Zitierter Textauszug.
════════

3 Denken ist das edle Schonen,
4 ist der kühne Rank.
5 Eines Wegs der dunklen Zeichen,
6 ehren zwischen Nichts und Sein.
7 Denken ist das Nie-Entweichen
8 aus dem
Bösen , vor der Pein.


In den Zeilen 5 bis 8 (nach der Rank-Stelle) wird ja das (menschliche) Denken mit dem "Bösen" auch von Heidegger in Verbindung gebracht..

und da der Mensch frei ist, gibt es auch die Freiheit des Menschen böses zu tun...nur welche Rolle spielt dabei das Denken? Kann man sagen, dass das Denken auch als etwas Böses von Heidegger begriffen wird? (er spricht ja hier von den "dunklen Zeichen")

Die Stelle ist mir übrigens erst jetzt bewusst geworden und das ist ein Aspekt , der glaube ich noch zu kurz gekommen ist....


Das Heidegger ja mit der "dunklen Seite" (Star Wars) mehr oder weniger "paktierte" ("Nationalsozialismus") ist ja weitgehend bekannt...



φιλοσοφος και σοφιστες

"(...) sondern weil die Philosophie wesentlich eine menschliche, d.h. endliche Möglichkeit ist, deshalb steckt in jedem Philosophen ein Sophist." (Heidegger ,Gesamtausgabe, Band 27, S.24)

Benutzeravatar
Philosophist
Beiträge: 136
Registriert: Sa 12. Aug 2017, 20:01

Fr 8. Sep 2017, 20:22

Ein "Spass" am Rande (oder doch vielleicht auch ernst gemeint):

Vielleicht sollte man Heidegger und seine Gedichte posthum nachträglich für den Literatur-Nobelpreis vorschlagen (nämlich für den Dichter und Denker des Seins . ^^ )


Das hätte auf jedenfall etwas ;) (warum denke ich hierbei an (Heidegger) Satire? :) )

════════

Auszüge aus einem Datensatz zur Punktbeschriftung:

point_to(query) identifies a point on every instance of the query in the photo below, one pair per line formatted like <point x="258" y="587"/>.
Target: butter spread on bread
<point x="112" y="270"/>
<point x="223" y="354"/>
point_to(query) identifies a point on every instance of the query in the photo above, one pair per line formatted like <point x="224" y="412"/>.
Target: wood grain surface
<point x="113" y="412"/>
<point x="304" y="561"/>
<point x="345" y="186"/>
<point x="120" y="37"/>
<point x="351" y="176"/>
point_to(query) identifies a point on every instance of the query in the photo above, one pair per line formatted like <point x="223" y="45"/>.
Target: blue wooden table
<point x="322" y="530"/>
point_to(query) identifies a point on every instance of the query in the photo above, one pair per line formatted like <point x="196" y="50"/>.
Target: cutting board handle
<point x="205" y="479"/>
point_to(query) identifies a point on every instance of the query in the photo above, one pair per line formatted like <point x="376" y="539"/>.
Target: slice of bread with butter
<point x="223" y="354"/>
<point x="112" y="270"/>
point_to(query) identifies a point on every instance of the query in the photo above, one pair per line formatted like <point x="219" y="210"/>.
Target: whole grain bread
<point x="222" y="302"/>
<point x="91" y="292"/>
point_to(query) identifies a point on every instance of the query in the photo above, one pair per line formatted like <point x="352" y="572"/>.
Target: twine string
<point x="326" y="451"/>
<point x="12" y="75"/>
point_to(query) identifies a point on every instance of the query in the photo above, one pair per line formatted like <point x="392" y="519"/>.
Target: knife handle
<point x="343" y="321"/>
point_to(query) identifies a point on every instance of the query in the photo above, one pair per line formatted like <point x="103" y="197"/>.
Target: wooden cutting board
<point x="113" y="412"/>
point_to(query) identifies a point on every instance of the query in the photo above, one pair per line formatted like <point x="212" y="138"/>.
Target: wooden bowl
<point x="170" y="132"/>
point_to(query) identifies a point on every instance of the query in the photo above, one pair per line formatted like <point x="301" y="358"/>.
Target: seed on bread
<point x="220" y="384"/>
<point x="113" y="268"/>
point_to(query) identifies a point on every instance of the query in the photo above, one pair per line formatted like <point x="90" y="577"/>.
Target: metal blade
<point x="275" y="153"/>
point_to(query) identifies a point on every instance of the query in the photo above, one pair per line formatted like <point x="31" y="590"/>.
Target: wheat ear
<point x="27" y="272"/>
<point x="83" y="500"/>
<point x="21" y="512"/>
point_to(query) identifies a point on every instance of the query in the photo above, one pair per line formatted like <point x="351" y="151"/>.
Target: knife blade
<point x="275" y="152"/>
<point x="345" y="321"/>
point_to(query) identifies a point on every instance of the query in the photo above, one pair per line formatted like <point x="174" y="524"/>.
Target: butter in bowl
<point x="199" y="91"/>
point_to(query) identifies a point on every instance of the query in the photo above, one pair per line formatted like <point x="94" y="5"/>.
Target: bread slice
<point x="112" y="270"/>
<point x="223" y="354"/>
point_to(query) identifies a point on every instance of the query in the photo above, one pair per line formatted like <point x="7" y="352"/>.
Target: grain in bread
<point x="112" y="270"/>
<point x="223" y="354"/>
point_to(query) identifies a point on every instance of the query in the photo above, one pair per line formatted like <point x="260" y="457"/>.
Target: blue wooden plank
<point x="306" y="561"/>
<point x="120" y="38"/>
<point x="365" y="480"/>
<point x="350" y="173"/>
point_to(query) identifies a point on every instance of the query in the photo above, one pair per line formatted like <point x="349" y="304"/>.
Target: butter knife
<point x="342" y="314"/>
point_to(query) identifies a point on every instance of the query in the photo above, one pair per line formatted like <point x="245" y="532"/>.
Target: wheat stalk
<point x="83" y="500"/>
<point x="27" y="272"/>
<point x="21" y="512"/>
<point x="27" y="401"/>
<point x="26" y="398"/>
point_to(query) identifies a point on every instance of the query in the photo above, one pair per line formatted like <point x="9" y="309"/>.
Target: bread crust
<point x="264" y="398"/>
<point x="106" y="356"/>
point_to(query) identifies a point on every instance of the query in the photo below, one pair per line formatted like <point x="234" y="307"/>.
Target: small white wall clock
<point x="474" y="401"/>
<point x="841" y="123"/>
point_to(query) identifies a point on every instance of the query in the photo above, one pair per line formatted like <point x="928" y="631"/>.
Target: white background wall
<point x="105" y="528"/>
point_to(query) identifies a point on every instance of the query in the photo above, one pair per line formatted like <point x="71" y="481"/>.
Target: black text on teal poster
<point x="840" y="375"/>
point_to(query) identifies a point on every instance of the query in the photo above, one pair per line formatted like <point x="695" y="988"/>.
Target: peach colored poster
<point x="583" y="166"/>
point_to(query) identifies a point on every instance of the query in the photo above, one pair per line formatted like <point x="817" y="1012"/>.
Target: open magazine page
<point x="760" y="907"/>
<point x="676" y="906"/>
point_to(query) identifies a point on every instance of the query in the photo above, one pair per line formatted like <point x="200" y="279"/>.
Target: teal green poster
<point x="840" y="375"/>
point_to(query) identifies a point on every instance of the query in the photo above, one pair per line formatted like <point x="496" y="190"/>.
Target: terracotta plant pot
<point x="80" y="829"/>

════════

Aufgabenstellung. Liste alle Ausdrücke auf, die im Textauszug über Heidegger zwischen „In den Zeilen 5 bis 8“ und „weitgehend bekannt“ in Anführungszeichen stehen.

Ergebnis.
- Bösen
- dunklen Zeichen
- dunklen Seite
- paktierte
- Nationalsozialismus